Data records:
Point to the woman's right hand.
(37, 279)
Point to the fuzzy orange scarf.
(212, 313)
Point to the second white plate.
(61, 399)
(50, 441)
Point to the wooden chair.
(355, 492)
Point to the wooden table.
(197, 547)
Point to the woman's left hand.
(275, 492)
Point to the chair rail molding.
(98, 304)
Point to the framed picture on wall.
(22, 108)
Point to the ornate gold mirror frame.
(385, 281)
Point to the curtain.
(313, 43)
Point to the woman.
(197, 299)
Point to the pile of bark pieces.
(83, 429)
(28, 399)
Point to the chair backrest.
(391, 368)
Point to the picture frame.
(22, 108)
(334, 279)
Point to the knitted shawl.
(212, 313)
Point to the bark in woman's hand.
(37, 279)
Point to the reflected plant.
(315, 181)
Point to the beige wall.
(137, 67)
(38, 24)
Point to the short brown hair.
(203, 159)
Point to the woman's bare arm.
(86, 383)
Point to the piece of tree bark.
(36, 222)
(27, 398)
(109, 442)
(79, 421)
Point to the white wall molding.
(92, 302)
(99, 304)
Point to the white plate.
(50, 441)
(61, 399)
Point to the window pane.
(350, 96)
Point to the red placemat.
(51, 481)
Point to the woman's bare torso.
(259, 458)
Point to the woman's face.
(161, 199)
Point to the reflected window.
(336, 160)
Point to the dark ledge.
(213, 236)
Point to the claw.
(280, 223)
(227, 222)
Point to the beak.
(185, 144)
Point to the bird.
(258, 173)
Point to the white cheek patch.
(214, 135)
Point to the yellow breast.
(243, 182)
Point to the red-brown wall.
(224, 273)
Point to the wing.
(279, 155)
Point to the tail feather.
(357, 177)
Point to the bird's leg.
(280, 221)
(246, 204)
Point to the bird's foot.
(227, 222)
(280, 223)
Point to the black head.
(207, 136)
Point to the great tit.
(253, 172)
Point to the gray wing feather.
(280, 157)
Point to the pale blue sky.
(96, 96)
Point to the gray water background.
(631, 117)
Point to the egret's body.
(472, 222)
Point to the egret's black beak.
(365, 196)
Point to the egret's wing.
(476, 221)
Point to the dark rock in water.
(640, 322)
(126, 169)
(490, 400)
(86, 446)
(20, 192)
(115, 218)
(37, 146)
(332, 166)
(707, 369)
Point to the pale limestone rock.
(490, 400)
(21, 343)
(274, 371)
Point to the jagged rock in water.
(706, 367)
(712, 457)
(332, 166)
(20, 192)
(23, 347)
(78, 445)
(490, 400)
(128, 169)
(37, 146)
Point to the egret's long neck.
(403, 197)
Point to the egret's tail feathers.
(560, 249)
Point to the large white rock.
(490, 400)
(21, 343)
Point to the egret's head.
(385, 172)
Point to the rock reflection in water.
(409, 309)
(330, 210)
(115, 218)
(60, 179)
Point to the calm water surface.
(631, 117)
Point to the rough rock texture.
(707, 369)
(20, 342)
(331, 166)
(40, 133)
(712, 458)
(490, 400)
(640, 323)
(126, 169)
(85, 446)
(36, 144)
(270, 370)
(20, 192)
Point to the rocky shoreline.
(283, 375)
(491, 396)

What is required: Render the records above as a Markdown table with the columns Row and Line, one numbered row for each line. Leave out blank lines.

Result of this exercise:
| Row | Line |
|---|---|
| 1 | Point to the woman's right hand. |
| 2 | (37, 279) |
| 3 | Point to the fuzzy orange scarf. |
| 4 | (212, 313) |
| 5 | Point to the second white plate. |
| 6 | (61, 399) |
| 7 | (50, 441) |
| 8 | Point to the wooden chair. |
| 9 | (355, 492) |
| 10 | Point to the wooden table. |
| 11 | (197, 547) |
| 12 | Point to the woman's left hand. |
| 13 | (275, 492) |
| 14 | Point to the chair rail molding. |
| 15 | (98, 304) |
| 16 | Point to the framed picture on wall. |
| 17 | (22, 108) |
| 18 | Point to the ornate gold mirror frame. |
| 19 | (385, 281) |
| 20 | Point to the curtain. |
| 21 | (313, 43) |
| 22 | Point to the woman. |
| 23 | (197, 299) |
| 24 | Point to the pile of bark pieces. |
| 25 | (83, 429) |
| 26 | (28, 399) |
| 27 | Point to the chair backrest. |
| 28 | (391, 368) |
| 29 | Point to the picture frame. |
| 30 | (22, 108) |
| 31 | (334, 279) |
| 32 | Point to the knitted shawl. |
| 33 | (212, 313) |
| 34 | Point to the bark in woman's hand. |
| 35 | (37, 279) |
| 36 | Point to the reflected plant. |
| 37 | (315, 181) |
| 38 | Point to the beige wall. |
| 39 | (137, 67) |
| 40 | (38, 24) |
| 41 | Point to the short brown hair. |
| 42 | (203, 159) |
| 43 | Point to the woman's bare arm. |
| 44 | (86, 383) |
| 45 | Point to the piece of tree bark. |
| 46 | (36, 222) |
| 47 | (27, 398) |
| 48 | (109, 442) |
| 49 | (79, 421) |
| 50 | Point to the white wall molding. |
| 51 | (92, 302) |
| 52 | (99, 304) |
| 53 | Point to the white plate. |
| 54 | (50, 441) |
| 55 | (61, 399) |
| 56 | Point to the window pane. |
| 57 | (350, 96) |
| 58 | Point to the red placemat. |
| 59 | (51, 481) |
| 60 | Point to the woman's bare torso. |
| 61 | (259, 458) |
| 62 | Point to the woman's face. |
| 63 | (161, 199) |
| 64 | Point to the reflected window. |
| 65 | (336, 160) |
| 66 | Point to the dark ledge. |
| 67 | (213, 236) |
| 68 | Point to the claw. |
| 69 | (280, 223) |
| 70 | (227, 222) |
| 71 | Point to the beak. |
| 72 | (185, 144) |
| 73 | Point to the bird. |
| 74 | (258, 173) |
| 75 | Point to the white cheek patch. |
| 76 | (214, 135) |
| 77 | Point to the yellow breast. |
| 78 | (243, 182) |
| 79 | Point to the red-brown wall. |
| 80 | (224, 273) |
| 81 | Point to the wing. |
| 82 | (279, 155) |
| 83 | Point to the tail feather. |
| 84 | (357, 177) |
| 85 | Point to the bird's leg. |
| 86 | (280, 221) |
| 87 | (246, 204) |
| 88 | Point to the bird's foot. |
| 89 | (227, 222) |
| 90 | (280, 223) |
| 91 | Point to the black head. |
| 92 | (207, 136) |
| 93 | Point to the great tit. |
| 94 | (253, 172) |
| 95 | Point to the gray wing feather. |
| 96 | (280, 157) |
| 97 | Point to the pale blue sky. |
| 98 | (96, 96) |
| 99 | Point to the gray water background. |
| 100 | (631, 117) |
| 101 | Point to the egret's body. |
| 102 | (472, 222) |
| 103 | Point to the egret's black beak. |
| 104 | (365, 196) |
| 105 | Point to the egret's wing. |
| 106 | (476, 221) |
| 107 | Point to the dark rock in water. |
| 108 | (640, 322) |
| 109 | (126, 169) |
| 110 | (490, 400) |
| 111 | (86, 446) |
| 112 | (20, 192) |
| 113 | (115, 218) |
| 114 | (37, 146) |
| 115 | (332, 166) |
| 116 | (707, 369) |
| 117 | Point to the pale limestone rock. |
| 118 | (490, 400) |
| 119 | (21, 343) |
| 120 | (274, 371) |
| 121 | Point to the jagged rock in water. |
| 122 | (706, 367) |
| 123 | (712, 457) |
| 124 | (332, 166) |
| 125 | (20, 192) |
| 126 | (23, 347) |
| 127 | (78, 445) |
| 128 | (490, 400) |
| 129 | (128, 169) |
| 130 | (37, 146) |
| 131 | Point to the egret's long neck. |
| 132 | (403, 197) |
| 133 | Point to the egret's tail feathers. |
| 134 | (560, 249) |
| 135 | Point to the large white rock. |
| 136 | (490, 400) |
| 137 | (21, 343) |
| 138 | Point to the egret's head. |
| 139 | (385, 172) |
| 140 | Point to the rock reflection in water. |
| 141 | (409, 309) |
| 142 | (330, 210) |
| 143 | (115, 218) |
| 144 | (60, 179) |
| 145 | Point to the calm water surface. |
| 146 | (631, 117) |
| 147 | Point to the rough rock texture. |
| 148 | (707, 369) |
| 149 | (20, 342) |
| 150 | (331, 166) |
| 151 | (40, 133) |
| 152 | (712, 458) |
| 153 | (490, 400) |
| 154 | (640, 323) |
| 155 | (126, 169) |
| 156 | (85, 446) |
| 157 | (36, 144) |
| 158 | (270, 370) |
| 159 | (20, 192) |
| 160 | Point to the rocky shoreline. |
| 161 | (283, 375) |
| 162 | (491, 396) |